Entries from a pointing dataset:
◇ ◇ ◇ ◇ ◇
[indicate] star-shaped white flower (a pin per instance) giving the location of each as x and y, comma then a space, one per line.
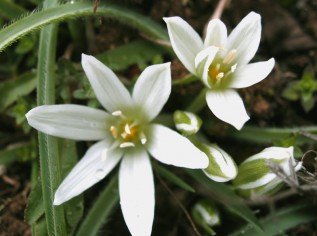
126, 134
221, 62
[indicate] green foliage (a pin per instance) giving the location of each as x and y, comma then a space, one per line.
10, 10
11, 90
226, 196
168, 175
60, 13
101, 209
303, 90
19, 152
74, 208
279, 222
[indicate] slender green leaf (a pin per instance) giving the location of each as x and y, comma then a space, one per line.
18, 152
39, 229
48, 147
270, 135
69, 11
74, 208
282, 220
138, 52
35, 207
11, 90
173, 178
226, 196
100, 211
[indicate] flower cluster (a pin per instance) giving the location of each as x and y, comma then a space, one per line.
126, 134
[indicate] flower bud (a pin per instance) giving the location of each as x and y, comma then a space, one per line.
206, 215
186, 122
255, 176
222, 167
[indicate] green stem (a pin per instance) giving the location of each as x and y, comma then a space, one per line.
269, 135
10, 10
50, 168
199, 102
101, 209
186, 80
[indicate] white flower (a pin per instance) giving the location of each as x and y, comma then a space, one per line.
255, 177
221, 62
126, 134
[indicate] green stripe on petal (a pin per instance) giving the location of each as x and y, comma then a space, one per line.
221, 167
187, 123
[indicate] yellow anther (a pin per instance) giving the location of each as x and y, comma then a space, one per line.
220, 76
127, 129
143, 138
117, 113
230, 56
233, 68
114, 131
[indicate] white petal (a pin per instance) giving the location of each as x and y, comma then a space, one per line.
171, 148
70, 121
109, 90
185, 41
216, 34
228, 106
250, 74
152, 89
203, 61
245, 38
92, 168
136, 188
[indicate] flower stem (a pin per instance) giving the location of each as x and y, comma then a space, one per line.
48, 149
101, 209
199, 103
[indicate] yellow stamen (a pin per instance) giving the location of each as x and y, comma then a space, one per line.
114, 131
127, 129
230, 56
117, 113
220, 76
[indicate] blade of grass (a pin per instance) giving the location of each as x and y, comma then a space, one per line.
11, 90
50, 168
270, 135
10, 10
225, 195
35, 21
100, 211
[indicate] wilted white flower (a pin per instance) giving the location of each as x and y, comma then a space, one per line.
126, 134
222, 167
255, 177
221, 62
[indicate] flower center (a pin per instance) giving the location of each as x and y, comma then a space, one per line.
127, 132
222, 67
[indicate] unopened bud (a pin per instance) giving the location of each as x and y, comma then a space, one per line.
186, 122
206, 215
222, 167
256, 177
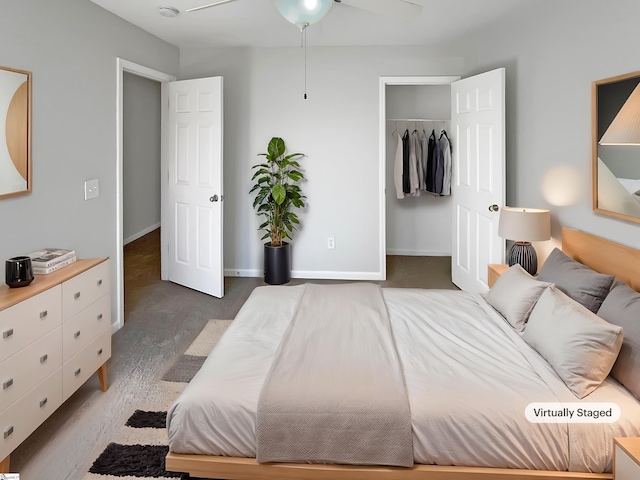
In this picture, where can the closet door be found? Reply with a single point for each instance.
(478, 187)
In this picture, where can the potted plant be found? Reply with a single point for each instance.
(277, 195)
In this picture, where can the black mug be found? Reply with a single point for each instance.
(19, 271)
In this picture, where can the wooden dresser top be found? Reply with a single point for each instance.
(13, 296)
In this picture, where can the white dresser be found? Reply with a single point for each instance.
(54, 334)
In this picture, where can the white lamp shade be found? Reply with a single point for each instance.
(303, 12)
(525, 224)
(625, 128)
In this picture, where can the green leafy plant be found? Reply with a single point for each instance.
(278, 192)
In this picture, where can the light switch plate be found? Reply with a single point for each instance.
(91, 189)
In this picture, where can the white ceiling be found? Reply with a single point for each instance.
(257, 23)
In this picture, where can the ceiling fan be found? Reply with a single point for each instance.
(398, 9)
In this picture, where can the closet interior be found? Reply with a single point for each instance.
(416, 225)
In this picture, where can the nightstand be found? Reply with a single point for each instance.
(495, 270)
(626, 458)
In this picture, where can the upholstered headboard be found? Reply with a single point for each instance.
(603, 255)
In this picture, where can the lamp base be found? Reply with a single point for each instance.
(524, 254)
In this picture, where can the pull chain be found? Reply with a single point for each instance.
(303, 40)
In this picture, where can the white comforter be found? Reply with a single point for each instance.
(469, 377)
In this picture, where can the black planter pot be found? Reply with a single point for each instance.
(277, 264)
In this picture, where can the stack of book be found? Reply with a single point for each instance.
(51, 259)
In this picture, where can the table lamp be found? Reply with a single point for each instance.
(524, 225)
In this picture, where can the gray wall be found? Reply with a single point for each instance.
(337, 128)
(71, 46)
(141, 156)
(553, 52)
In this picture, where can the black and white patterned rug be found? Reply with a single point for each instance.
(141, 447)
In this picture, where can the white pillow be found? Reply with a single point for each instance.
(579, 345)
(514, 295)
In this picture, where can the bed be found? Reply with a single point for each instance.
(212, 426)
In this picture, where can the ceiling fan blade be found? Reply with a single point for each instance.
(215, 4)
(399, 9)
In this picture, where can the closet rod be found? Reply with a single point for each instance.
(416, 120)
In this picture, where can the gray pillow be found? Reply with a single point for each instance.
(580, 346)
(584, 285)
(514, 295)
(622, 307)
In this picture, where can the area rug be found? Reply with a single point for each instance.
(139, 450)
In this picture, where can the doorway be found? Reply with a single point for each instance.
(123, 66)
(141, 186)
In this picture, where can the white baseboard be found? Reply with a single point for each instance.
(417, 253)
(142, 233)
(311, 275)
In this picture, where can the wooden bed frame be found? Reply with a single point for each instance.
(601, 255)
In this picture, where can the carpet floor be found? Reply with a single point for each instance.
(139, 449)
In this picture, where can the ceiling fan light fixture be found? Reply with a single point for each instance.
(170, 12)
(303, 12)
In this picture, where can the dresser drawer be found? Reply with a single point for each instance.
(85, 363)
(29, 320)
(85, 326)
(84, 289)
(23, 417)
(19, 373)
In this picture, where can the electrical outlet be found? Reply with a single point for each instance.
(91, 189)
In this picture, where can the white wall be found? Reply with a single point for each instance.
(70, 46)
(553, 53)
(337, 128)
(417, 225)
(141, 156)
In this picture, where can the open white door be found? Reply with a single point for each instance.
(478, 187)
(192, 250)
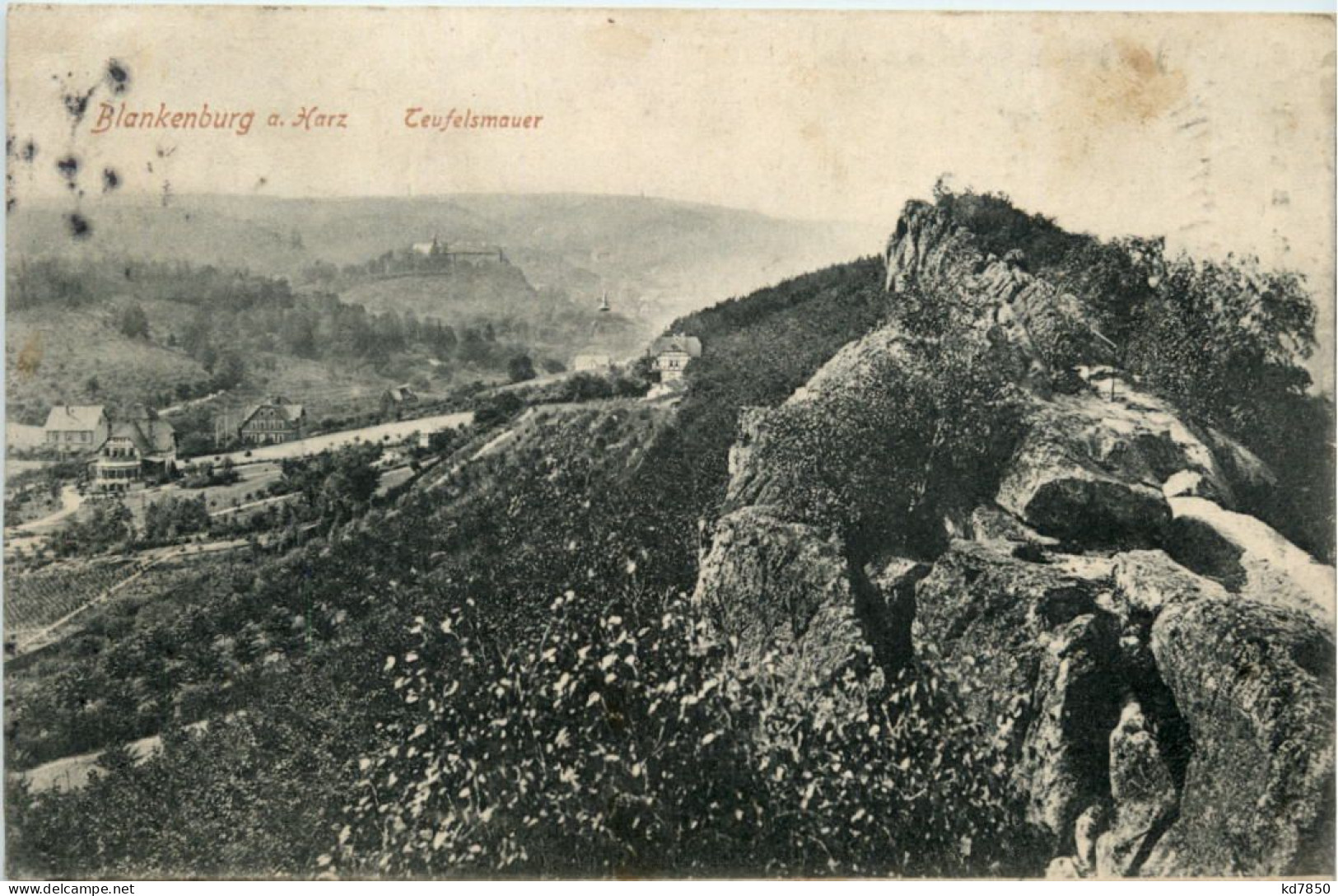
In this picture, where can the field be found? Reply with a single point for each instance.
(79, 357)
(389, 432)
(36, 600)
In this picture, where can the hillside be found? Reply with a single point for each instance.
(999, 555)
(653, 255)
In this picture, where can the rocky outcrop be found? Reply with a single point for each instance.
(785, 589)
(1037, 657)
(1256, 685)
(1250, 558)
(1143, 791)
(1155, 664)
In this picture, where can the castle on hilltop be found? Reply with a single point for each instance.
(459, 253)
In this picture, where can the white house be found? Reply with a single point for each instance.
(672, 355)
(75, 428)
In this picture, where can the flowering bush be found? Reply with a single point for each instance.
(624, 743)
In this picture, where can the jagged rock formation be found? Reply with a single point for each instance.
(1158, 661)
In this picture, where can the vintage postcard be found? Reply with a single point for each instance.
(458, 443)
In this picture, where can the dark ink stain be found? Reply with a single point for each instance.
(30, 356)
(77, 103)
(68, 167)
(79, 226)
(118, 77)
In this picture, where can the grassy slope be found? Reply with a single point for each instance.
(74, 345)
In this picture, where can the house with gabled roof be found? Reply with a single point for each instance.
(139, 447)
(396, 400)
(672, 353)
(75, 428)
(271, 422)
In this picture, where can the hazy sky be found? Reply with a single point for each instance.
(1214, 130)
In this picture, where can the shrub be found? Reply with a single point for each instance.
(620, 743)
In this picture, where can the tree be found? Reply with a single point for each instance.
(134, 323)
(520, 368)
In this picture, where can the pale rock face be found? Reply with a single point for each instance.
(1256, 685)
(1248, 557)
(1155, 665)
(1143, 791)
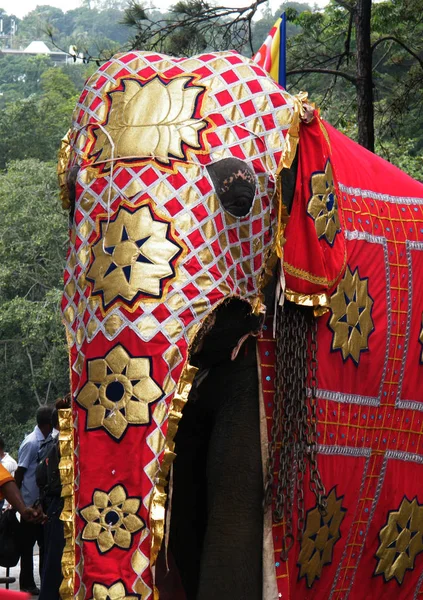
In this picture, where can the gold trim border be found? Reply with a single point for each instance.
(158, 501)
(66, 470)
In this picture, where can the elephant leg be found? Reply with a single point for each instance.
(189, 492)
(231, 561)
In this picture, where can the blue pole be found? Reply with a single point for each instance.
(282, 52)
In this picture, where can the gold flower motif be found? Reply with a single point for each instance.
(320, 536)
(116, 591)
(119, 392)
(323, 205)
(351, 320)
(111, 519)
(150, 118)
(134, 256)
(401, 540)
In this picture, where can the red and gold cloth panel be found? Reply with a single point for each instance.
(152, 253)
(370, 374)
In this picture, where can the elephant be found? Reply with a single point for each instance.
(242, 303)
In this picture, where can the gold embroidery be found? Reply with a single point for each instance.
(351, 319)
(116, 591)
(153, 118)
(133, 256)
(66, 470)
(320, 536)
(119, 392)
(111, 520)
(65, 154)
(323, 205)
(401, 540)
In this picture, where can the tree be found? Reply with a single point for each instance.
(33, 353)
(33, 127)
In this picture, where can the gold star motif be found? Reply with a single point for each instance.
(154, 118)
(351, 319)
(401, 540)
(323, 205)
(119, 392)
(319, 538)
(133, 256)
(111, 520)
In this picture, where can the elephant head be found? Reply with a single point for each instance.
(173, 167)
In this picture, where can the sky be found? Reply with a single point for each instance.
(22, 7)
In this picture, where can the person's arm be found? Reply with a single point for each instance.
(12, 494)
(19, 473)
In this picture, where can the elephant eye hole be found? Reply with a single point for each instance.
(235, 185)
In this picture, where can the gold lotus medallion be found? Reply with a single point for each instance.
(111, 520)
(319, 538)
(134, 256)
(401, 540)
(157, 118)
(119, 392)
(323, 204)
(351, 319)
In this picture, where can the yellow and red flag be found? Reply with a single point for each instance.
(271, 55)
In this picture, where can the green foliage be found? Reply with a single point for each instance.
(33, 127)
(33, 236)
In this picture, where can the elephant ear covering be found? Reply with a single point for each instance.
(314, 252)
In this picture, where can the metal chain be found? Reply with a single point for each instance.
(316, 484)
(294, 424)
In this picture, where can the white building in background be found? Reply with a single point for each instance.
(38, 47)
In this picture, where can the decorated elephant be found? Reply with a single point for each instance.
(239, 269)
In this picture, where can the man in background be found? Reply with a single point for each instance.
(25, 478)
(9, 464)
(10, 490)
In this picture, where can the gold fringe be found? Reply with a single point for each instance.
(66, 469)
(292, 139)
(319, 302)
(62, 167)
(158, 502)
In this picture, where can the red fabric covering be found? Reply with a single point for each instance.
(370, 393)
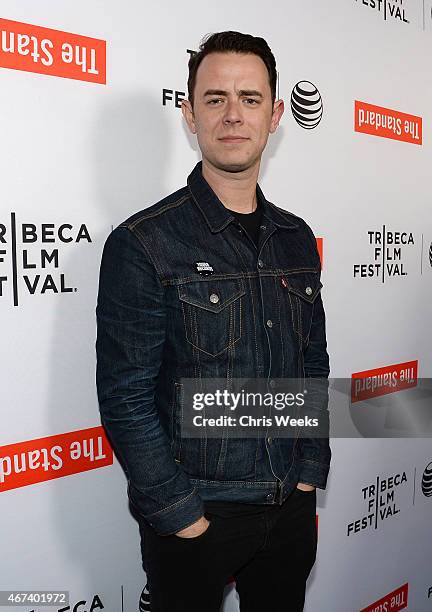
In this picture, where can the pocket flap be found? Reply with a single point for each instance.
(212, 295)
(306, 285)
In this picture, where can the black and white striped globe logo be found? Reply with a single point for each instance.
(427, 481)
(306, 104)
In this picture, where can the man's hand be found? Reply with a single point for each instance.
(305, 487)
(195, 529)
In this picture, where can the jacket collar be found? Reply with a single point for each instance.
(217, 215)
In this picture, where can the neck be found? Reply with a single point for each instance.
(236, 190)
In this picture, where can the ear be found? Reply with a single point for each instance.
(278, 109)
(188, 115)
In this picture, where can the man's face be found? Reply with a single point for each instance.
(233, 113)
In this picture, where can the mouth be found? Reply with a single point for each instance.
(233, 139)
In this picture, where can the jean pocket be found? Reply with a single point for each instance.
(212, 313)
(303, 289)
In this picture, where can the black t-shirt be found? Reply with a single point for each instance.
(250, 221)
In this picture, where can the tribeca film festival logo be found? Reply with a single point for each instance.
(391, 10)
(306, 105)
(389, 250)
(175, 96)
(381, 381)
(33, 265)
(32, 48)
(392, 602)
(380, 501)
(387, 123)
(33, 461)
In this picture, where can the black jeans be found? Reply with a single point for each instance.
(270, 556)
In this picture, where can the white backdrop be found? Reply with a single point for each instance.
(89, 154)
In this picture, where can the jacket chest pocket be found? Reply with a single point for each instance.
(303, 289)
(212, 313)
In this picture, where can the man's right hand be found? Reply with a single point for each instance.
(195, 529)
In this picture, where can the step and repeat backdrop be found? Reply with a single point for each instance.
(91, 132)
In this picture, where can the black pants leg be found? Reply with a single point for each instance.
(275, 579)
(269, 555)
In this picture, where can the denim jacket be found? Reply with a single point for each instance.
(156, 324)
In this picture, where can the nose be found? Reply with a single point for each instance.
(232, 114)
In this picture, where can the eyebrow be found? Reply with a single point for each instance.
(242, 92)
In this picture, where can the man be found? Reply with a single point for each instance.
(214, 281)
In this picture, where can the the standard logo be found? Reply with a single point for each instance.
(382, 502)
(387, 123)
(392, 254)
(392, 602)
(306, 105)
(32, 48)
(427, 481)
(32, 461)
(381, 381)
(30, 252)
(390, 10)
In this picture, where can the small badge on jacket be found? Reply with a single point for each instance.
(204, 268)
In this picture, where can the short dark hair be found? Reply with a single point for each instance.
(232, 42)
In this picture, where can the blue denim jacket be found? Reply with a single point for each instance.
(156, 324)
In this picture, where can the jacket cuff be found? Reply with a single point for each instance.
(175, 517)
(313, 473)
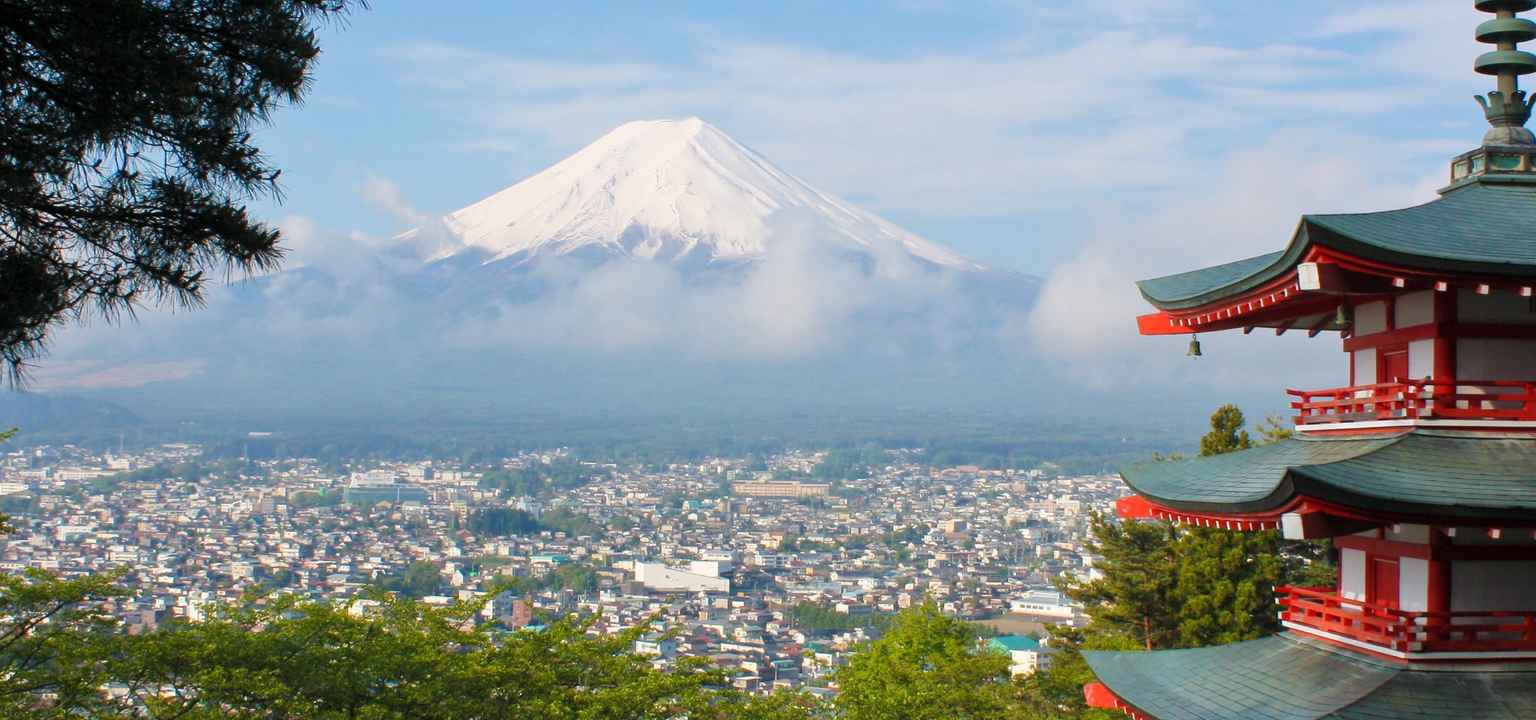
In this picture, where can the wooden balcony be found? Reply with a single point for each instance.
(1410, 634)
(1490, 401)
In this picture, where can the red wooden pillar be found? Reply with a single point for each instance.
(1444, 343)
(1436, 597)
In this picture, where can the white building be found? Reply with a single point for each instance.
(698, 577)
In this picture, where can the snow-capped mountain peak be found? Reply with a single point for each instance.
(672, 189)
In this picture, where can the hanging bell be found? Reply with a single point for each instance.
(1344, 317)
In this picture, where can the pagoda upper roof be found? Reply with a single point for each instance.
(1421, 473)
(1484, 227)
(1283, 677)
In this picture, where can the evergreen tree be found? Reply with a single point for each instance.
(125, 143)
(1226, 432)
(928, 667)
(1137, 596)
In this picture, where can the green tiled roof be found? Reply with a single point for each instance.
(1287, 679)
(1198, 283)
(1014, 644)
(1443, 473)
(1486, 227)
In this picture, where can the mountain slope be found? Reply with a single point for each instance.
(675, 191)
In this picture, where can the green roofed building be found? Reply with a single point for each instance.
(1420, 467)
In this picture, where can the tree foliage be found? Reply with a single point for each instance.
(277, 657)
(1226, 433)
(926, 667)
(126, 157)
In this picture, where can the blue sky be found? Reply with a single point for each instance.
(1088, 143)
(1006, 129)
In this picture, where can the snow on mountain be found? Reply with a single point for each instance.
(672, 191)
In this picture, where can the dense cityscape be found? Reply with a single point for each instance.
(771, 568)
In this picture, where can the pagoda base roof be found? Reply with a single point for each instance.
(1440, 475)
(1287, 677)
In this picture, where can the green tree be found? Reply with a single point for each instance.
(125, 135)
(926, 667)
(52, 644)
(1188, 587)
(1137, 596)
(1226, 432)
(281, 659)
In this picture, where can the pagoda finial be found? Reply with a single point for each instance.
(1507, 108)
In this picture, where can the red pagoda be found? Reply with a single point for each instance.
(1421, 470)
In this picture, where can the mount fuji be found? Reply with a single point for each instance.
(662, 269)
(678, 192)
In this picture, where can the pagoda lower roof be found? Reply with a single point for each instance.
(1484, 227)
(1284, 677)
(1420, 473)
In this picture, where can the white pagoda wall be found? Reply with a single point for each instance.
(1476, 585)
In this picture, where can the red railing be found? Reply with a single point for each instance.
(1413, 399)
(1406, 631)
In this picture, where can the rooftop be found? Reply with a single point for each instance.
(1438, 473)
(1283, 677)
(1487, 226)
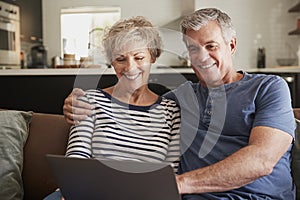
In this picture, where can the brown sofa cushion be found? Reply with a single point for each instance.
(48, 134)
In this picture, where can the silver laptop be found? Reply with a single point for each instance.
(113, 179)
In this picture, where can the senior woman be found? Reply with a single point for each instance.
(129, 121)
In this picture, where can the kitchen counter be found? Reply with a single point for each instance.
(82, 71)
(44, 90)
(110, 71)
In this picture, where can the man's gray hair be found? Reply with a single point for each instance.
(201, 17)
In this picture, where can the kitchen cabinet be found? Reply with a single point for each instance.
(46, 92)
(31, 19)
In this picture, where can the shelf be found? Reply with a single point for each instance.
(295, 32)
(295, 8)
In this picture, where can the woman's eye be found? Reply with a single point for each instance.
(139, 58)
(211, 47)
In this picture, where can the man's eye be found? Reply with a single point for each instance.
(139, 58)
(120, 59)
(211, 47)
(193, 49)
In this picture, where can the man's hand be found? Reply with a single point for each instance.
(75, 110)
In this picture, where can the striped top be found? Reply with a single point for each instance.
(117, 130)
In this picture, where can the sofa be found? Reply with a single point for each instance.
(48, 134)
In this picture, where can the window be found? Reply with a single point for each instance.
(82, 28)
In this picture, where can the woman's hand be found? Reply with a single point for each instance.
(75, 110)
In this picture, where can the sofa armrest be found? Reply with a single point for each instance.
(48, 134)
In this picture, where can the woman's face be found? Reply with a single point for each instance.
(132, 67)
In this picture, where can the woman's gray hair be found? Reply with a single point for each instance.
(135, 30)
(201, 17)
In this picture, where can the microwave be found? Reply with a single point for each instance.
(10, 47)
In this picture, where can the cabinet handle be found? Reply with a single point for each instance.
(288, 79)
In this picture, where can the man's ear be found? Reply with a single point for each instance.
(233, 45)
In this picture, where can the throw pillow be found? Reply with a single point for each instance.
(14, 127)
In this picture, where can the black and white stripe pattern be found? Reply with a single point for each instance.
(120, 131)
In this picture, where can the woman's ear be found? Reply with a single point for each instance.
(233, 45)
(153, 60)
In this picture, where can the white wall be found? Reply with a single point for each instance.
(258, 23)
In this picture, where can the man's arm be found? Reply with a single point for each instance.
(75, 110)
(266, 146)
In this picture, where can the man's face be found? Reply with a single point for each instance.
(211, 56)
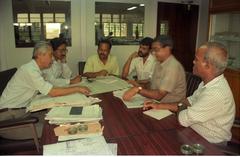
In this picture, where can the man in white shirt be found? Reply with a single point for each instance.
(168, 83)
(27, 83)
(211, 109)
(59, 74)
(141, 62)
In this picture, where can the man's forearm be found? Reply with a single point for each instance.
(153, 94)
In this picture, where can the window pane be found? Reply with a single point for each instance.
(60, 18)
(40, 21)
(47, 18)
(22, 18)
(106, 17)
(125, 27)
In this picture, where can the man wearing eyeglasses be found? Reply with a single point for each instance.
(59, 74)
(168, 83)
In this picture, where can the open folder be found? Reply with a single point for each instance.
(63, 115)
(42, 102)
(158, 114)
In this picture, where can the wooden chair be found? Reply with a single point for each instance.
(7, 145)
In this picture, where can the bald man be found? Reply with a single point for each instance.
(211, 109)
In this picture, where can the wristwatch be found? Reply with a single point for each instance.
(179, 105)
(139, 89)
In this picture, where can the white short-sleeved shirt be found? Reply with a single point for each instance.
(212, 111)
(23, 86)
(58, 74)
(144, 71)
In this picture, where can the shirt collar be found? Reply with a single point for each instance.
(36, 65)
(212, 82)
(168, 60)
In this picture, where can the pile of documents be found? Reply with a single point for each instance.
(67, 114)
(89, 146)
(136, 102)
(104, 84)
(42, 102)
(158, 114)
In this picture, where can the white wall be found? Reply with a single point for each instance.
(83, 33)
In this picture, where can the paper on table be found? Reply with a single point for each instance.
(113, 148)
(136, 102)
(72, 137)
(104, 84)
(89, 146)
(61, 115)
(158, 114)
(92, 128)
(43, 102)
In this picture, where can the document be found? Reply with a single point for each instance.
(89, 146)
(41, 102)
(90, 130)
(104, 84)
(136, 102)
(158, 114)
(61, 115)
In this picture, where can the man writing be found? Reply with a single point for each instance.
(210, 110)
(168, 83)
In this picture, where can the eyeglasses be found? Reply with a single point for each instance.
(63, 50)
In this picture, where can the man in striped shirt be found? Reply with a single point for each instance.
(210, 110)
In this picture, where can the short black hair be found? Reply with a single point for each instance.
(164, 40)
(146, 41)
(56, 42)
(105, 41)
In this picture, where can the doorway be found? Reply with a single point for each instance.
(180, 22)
◇ ◇ ◇ ◇ ◇
→ **EXERCISE BRIEF**
Reproduce the records above exactly, starting with the line that contains "In this picture, where can the shirt" and ending with the last line.

→ **RESULT FOR THIS EXERCISE**
In this picture, where can the shirt collar be found? Reply with a single point for each instance.
(36, 65)
(212, 82)
(168, 60)
In this picture, where can the pile of documents be found? Reply with a single point for each instance.
(67, 114)
(89, 146)
(136, 102)
(104, 84)
(42, 102)
(158, 114)
In this picture, where can the white wall be found? Reply with a single point for each instance.
(83, 33)
In this picture, where can the paper on table be found? Reply with a single point for each instance.
(113, 148)
(136, 102)
(72, 137)
(104, 84)
(89, 146)
(61, 115)
(158, 114)
(92, 128)
(43, 102)
In this picture, where can the document be found? Reply with a single point for each instance.
(89, 146)
(41, 102)
(90, 130)
(104, 84)
(136, 102)
(158, 114)
(61, 115)
In this picture, where can the man writing be found? Reply with a single point for each instance.
(210, 110)
(168, 83)
In this picture, where can the eyeglasses be found? Reply with a single point for each instance.
(63, 50)
In this picture, where can the man in striped shirt be found? Reply with a single point for each instance.
(210, 110)
In this picture, where can the short black hair be found? Reply with a single point for each instance.
(164, 40)
(146, 41)
(56, 42)
(105, 41)
In this picture, where can the doorway be found? Reply with a single point for each instance.
(180, 22)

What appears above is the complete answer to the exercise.